Bagian Teks:
FIQIH HAJI : LARANGAN DALAM IHRAM.https://www.facebook.com/aang.muttaqin, Oleh :ir aang zezen zainal muttaqin.SH.M.Ag,
Di dalam ihram diharamkan sembilan hal, yaitu:
1. Mencukur rambut, dengan dalil firman Allah Subhanahu wa Ta'ala.
وَلاَ تَحْلِقُوا رُءُوسَكُمْ حَتَّى يَبْلُغَ الْهَدْيُ مَحِلَّهُ فَمَن
كَانَ مِنكُم مَّرِيضًا أَوْ بِهِ أَذًى مِّن رَّأْسِهِ فَفِدْيَةُُ مِّنْ
صِيَامٍ أَوْ صَدَقَةٍ أَوْ نُسُكٍ
"Dan jangan kamu mencukur kepalamu sebelum kurban sampai ke tempat
penyembelihannya. Jika ada di antaramu yang sakit atau ada gangguan di
kepalanya (lalu dia bercukur), maka wajib atasnya membayar fidyah, yaitu
berpuasa, atau bersedekah, atau berkurban." [Al Baqarah:196]
Dan sabda Rasulullah Shallallahu 'alaihi wa sallam dalam hadits Ka'ab bin Ujrah, beliau Shallallahu 'alaihi wa sallam berkata:
كَانَ بِيْ أَذَى مِنْ رَأْسِيْْْْ فَحُمِلْتُ إِلَى النَّبِيْ وَ
اْلقُمَلُ يَتَنَاثَرُ عَلَى وَجْهِيْ فَقَالَ مَا كُنْتُ أَرَى أَنَّ
الْجَهْدَ قَدْ بَلَغَ مِنْكَ مَا أَرَى أَتَجِدُ شَاةً ؟ قُلْتُ لاَ
فَنَزَلَتْ هَذِهِ الأَيَةُ.
“Aku mendapatkan gangguan di kepalaku, lalu aku dibawa ke Rasulullah
Shallallahu 'alaihi wa sallam sedangkan kutu-kutu bertebaran di wajahku,
lalu beliau berkata: “Tidak ku-sangka begitu parah apa yang telah
menimpamu, apakah kamu mampu mendapatkan kambing? Aku menjawab :”Tidak",
maka turunlah ayat tersebut (Al Baqarah 196)".

Entri gambar pada wilayah bernama:
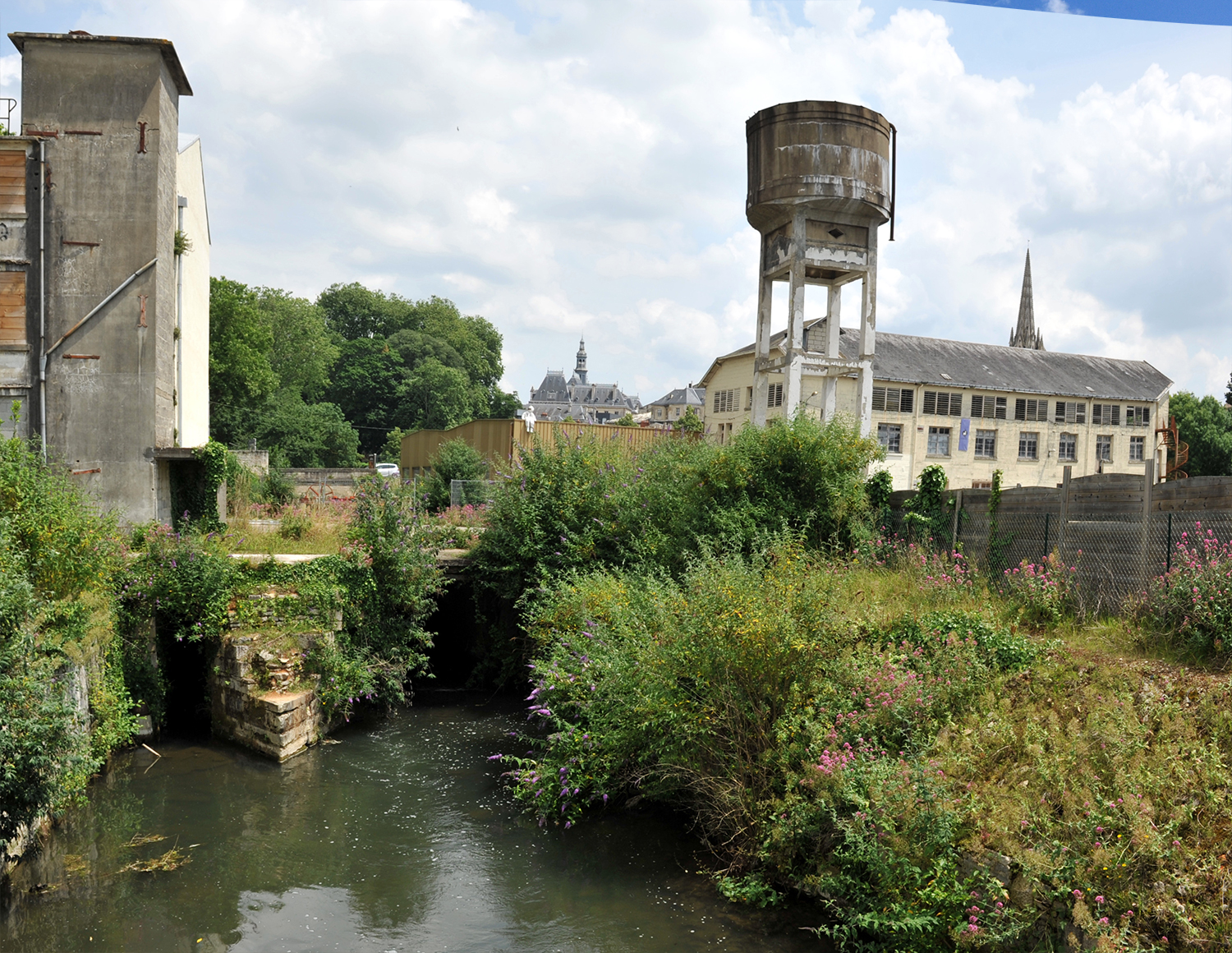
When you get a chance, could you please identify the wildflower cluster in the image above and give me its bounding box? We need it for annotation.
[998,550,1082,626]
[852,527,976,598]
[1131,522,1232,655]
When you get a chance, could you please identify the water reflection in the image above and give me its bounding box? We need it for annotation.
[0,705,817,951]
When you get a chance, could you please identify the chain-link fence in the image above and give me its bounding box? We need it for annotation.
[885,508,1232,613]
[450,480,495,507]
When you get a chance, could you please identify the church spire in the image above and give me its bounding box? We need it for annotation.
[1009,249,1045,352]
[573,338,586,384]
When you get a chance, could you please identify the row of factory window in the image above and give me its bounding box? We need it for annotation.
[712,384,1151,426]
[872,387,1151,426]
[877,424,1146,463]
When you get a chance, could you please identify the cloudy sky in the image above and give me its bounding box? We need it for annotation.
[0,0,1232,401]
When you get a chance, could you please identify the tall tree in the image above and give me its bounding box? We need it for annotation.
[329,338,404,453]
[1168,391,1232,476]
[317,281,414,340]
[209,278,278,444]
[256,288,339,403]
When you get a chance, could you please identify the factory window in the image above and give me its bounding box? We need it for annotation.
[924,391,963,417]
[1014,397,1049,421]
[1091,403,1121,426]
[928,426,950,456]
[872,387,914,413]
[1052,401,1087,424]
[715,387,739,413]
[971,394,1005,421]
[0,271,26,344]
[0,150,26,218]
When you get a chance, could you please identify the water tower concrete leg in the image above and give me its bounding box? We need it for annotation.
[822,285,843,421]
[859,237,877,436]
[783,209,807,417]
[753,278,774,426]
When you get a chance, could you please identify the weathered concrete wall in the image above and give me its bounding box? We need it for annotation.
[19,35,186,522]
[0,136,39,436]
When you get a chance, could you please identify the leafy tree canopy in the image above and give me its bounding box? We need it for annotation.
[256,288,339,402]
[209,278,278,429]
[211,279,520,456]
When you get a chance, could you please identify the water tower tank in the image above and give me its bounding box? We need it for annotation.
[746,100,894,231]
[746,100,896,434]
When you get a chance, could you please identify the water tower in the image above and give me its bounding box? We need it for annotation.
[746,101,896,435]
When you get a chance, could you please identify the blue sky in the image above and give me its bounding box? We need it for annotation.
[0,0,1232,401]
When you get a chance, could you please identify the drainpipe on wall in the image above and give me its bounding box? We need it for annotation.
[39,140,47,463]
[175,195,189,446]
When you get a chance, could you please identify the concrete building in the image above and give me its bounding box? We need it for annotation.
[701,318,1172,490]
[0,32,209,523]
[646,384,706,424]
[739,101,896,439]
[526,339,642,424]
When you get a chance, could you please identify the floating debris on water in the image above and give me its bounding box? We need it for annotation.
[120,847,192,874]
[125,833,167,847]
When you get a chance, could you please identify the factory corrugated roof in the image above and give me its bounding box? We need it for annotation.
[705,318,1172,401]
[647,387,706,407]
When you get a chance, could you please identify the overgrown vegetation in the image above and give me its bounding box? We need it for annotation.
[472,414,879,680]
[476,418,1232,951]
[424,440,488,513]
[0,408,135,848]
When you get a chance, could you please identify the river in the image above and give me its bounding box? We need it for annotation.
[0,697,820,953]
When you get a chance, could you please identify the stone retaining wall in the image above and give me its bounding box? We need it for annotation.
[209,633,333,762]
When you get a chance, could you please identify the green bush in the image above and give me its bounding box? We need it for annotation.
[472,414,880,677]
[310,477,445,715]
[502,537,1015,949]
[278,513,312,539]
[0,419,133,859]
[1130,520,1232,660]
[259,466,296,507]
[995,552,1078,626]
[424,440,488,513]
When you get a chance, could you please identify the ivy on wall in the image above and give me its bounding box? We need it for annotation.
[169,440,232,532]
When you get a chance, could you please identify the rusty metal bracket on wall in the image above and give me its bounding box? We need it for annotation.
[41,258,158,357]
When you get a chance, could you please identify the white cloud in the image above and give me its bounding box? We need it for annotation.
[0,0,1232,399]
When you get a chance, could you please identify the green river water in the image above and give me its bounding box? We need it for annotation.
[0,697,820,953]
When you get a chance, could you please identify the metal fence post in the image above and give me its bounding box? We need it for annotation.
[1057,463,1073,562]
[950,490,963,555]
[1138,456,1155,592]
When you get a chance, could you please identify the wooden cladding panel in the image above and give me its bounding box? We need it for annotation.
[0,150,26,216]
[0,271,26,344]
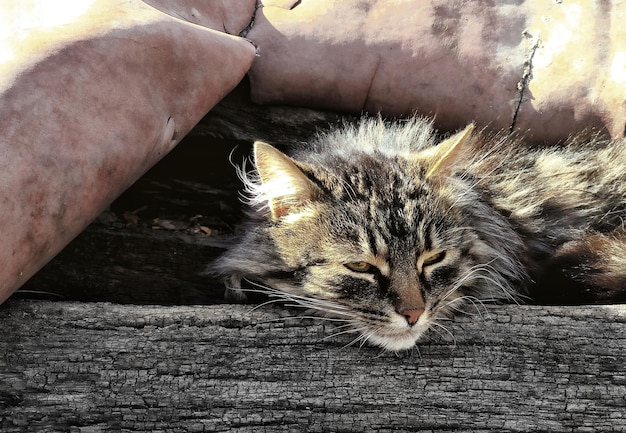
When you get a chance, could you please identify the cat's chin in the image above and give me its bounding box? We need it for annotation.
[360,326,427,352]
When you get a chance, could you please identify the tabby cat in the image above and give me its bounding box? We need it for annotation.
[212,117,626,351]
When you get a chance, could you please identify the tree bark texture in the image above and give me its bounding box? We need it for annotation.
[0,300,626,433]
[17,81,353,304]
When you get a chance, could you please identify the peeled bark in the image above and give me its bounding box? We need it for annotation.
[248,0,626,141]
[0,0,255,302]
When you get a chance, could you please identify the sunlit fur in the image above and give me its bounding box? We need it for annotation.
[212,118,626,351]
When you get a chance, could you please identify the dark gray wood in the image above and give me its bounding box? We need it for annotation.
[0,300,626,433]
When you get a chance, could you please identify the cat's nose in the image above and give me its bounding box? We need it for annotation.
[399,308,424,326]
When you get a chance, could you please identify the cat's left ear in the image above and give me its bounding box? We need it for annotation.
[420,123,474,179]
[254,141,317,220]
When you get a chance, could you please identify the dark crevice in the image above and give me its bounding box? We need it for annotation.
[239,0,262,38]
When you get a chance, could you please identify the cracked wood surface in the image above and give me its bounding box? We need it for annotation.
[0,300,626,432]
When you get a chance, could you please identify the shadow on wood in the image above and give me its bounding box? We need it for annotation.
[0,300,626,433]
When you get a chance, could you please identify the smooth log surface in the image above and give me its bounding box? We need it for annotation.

Tugas Anda:
1/ Menurut teks tentang larangan dalam ihram, berapa banyak hal yang diharamkan di dalam ihram?
2/ Sajikan catatan sebagai daftar JSON berisi string, satu string untuk tiap baris, mulai dari awal catatan sampai baris yang memuat "[256,288,339,403]", baris itu termasuk. Lewati baris kosong dan jangan masukkan gambar.
Catatan di atas tidak berkaitan dengan teks tentang larangan dalam ihram.

Daftar Jawaban:
1/ Sembilan hal.

2/
[
  "When you get a chance, could you please identify the wildflower cluster in the image above and give me its bounding box? We need it for annotation.",
  "[998,550,1082,626]",
  "[852,527,976,598]",
  "[1131,522,1232,655]",
  "When you get a chance, could you please identify the water reflection in the image above and give me its bounding box? We need it for annotation.",
  "[0,705,817,951]",
  "When you get a chance, could you please identify the chain-link fence in the image above and give me its bounding box? We need it for annotation.",
  "[885,508,1232,613]",
  "[450,480,495,507]",
  "When you get a chance, could you please identify the church spire in the image above and give me its bounding box? We need it for annotation.",
  "[1009,249,1045,352]",
  "[573,338,586,384]",
  "When you get a chance, could you please identify the row of factory window in the image above and give me its bounding box? We need it for annotation.",
  "[712,384,1151,426]",
  "[872,387,1151,426]",
  "[877,424,1146,463]",
  "When you get a chance, could you please identify the cloudy sky in the image above and give me its bounding box? We need it for annotation.",
  "[0,0,1232,401]",
  "When you get a chance, could you please identify the tall tree in the image above and give me its bounding box? We need it for annotation.",
  "[329,338,404,453]",
  "[1168,391,1232,476]",
  "[317,281,414,340]",
  "[209,278,278,444]",
  "[256,288,339,403]"
]